WORK ITEM: Rewrite the stretch from "This is probably the best" through "Git on Windows." in the email about Git performance on Windows, replacing "performance issues" with "slowdowns".

Hi,
On Mon, 22 Jul 2013, Thomas Ferris Nicolaisen wrote:
> On Monday, July 22, 2013 8:28:03 AM UTC+2, Teddy wrote:
>
> > - not using any antivirus
>
> Again, this is a bad idea. Perhaps you can set your antivirus software
> to exclude any on-the-fly scanning of your git repositories
> (c:\projects\ or whatever), or schedule scans to run at intervals where
> you are not using Git.
This is probably the best way to speed up Git on Windows: exclude your
project directories from scanning.
In general, Windows' file system performance has a *lot* of room for
improvement. Linux is just so much more efficient at accessing, caching
and writing files than Windows (and it is quite obvious that the vast
majority of the people who are both capable and willing to contribute
patches to Git are using Linux, not Windows) that this is probably the
primary reason for performance issues with Git on Windows.
> How about working on SSD-drives? Since Git is largely file-system based
> (and I'm guessing a large part of Linux' performance advantage comes
> from cleverly caching file-system reads in memory), running on SSD could
> offer some big improvements.
I could not agree more.
There is also a vast performance improvement in the works:
https://github.com/msysgit/git/pull/47 (Karsten Blees is one of the
handful of Windows people who cannot be thanked enough for all of his
wonderful contributions to the Git project).

DATASET ENTRIES:
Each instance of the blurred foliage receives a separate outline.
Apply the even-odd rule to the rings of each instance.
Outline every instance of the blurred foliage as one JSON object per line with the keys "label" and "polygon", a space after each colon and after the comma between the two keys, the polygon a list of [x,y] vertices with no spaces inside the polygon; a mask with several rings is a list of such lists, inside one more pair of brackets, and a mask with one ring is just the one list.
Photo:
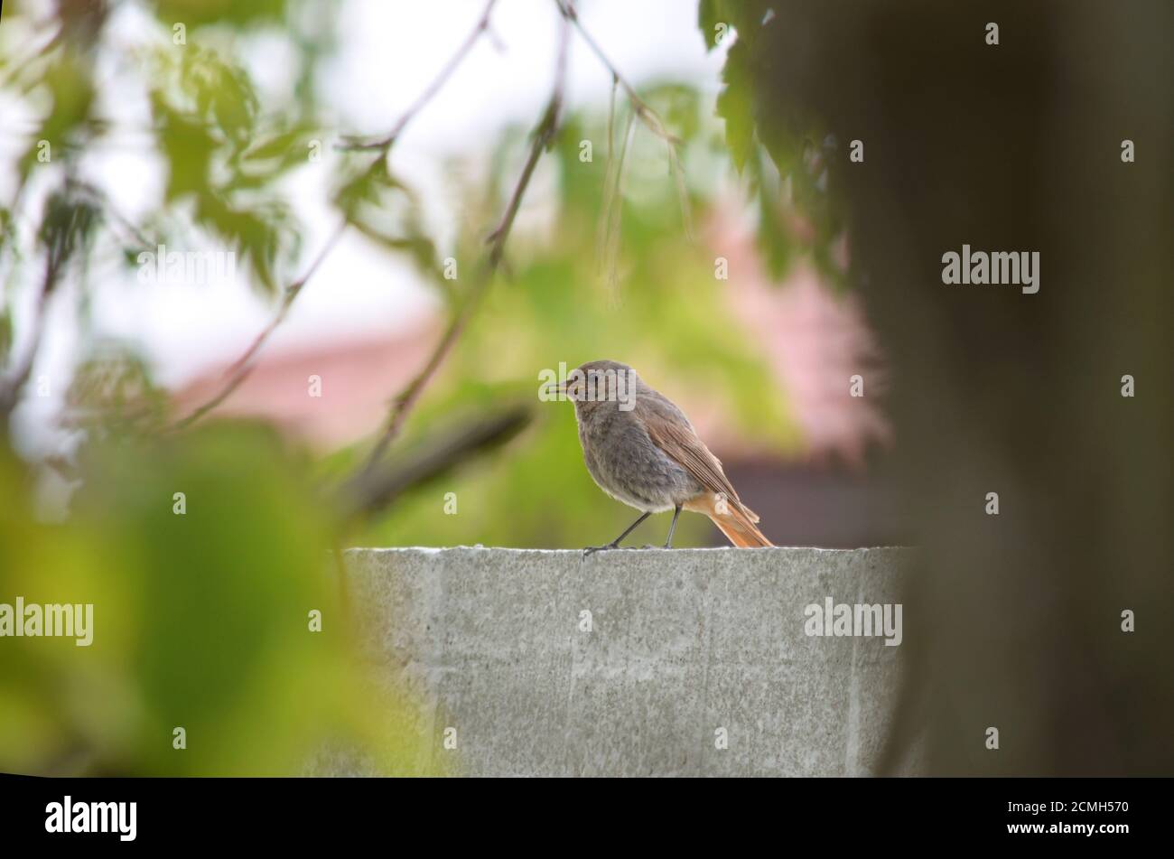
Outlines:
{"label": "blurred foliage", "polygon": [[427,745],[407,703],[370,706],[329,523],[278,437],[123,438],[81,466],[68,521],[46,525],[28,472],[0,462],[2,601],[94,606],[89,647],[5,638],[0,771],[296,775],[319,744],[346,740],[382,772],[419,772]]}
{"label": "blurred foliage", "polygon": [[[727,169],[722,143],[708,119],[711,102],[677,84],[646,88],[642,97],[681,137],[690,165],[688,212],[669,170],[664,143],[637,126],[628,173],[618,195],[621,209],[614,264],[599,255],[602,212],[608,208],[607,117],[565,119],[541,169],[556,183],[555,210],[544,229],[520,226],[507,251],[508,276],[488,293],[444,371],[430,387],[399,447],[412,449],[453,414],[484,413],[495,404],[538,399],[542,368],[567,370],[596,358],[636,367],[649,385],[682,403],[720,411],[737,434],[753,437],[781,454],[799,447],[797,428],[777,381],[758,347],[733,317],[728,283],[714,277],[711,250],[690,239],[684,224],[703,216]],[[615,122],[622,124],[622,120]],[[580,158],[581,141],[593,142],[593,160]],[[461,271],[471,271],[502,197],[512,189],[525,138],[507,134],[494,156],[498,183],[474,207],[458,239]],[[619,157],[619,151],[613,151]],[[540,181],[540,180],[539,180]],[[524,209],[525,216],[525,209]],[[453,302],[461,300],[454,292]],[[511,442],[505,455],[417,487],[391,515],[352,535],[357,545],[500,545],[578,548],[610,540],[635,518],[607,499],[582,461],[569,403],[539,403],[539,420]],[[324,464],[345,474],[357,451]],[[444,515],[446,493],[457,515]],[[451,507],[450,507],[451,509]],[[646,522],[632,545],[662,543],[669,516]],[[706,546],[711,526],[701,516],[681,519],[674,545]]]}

ANSWER TO THIS PROBLEM:
This is probably the best way to speed up Git on Windows: exclude your
project directories from scanning.
In general, Windows' file system performance has a *lot* of room for
improvement. Linux is just so much more efficient at accessing, caching
and writing files than Windows (and it is quite obvious that the vast
majority of the people who are both capable and willing to contribute
patches to Git are using Linux, not Windows) that this is probably the
primary reason for slowdowns with Git on Windows.